--- Start ---

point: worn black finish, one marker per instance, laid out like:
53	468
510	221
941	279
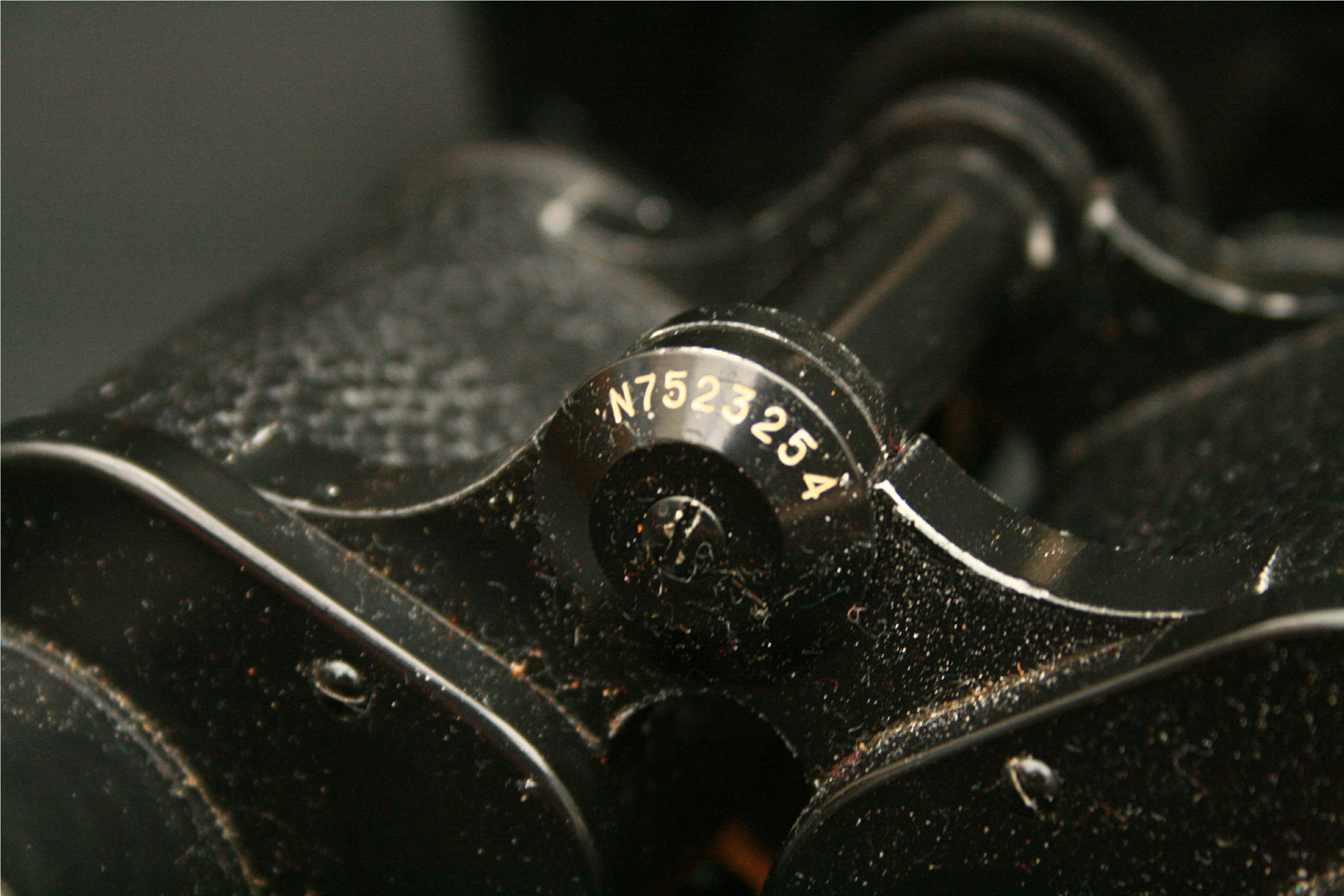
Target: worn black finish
433	589
1210	768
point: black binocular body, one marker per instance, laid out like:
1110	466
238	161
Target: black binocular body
965	519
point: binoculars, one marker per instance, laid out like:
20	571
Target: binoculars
966	519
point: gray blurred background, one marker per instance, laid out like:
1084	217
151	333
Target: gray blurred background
159	156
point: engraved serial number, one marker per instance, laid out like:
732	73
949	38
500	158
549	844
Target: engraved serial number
737	409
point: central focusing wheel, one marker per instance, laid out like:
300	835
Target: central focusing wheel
713	484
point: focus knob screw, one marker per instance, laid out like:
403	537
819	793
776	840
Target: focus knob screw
683	536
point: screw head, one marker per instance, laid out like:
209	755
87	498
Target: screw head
683	536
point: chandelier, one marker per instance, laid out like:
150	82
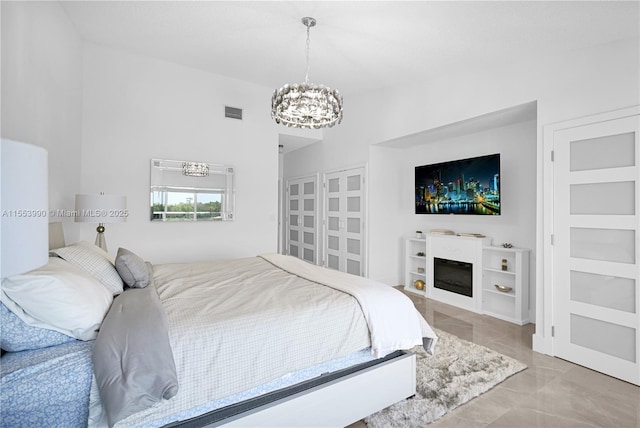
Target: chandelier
195	169
305	105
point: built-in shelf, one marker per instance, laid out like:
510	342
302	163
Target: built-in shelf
512	305
490	265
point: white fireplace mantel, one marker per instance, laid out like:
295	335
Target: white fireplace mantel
462	249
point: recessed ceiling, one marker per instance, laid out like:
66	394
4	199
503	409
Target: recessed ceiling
357	45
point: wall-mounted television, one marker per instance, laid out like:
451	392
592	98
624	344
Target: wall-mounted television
464	186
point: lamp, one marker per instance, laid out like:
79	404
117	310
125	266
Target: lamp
305	105
24	207
101	209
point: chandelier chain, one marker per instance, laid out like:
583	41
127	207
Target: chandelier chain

--- End ---

TASK >>
Output every line of the material above as a JSON list of strings, one string per line, with blank lines dropped and the pictures left out.

SOLUTION BELOW >>
[
  "point: worn black finish, one marker per instance, laid out like:",
  "53\t468",
  "510\t221",
  "941\t279",
  "Target: worn black finish",
  "433\t589",
  "1210\t768",
  "point: black binocular body, one marker per instance, laid out like:",
  "1110\t466",
  "238\t161",
  "Target: black binocular body",
  "965\t519",
  "point: binoculars, one marker per instance, laid out like:",
  "20\t571",
  "Target: binoculars",
  "966\t519",
  "point: gray blurred background, one marker per instance, laid out like:",
  "1084\t217",
  "151\t333",
  "Target: gray blurred background",
  "159\t156",
  "point: engraved serial number, one marker per instance, laid out like:",
  "732\t73",
  "949\t38",
  "500\t158",
  "549\t844",
  "Target: engraved serial number",
  "737\t409",
  "point: central focusing wheel, one marker per instance, laid out like:",
  "300\t835",
  "Target: central focusing wheel",
  "713\t484",
  "point: focus knob screw, one marker per instance, laid out like:",
  "403\t537",
  "819\t793",
  "776\t840",
  "Target: focus knob screw",
  "683\t536",
  "point: screw head, one marker per instance, laid out like:",
  "209\t755",
  "87\t498",
  "Target: screw head",
  "683\t536",
  "point: chandelier, one marker per instance, laid out like:",
  "150\t82",
  "Target: chandelier",
  "195\t169",
  "305\t105",
  "point: built-in shelf, one marker per instance, laid out like:",
  "510\t342",
  "302\t163",
  "Target: built-in shelf",
  "512\t305",
  "490\t265",
  "point: white fireplace mantel, one marker per instance, laid out like:",
  "295\t335",
  "Target: white fireplace mantel",
  "462\t249",
  "point: recessed ceiling, one marker per instance, laid out like:",
  "66\t394",
  "4\t199",
  "503\t409",
  "Target: recessed ceiling",
  "357\t45",
  "point: wall-mounted television, one marker per instance, laid out like:",
  "451\t392",
  "592\t98",
  "624\t344",
  "Target: wall-mounted television",
  "464\t186",
  "point: lamp, one marker per instance, laid out like:",
  "79\t404",
  "117\t310",
  "125\t266",
  "Target: lamp",
  "305\t105",
  "24\t207",
  "101\t209",
  "point: chandelier chain, one marker per instance, laid out like:",
  "583\t41",
  "127\t207",
  "Target: chandelier chain"
]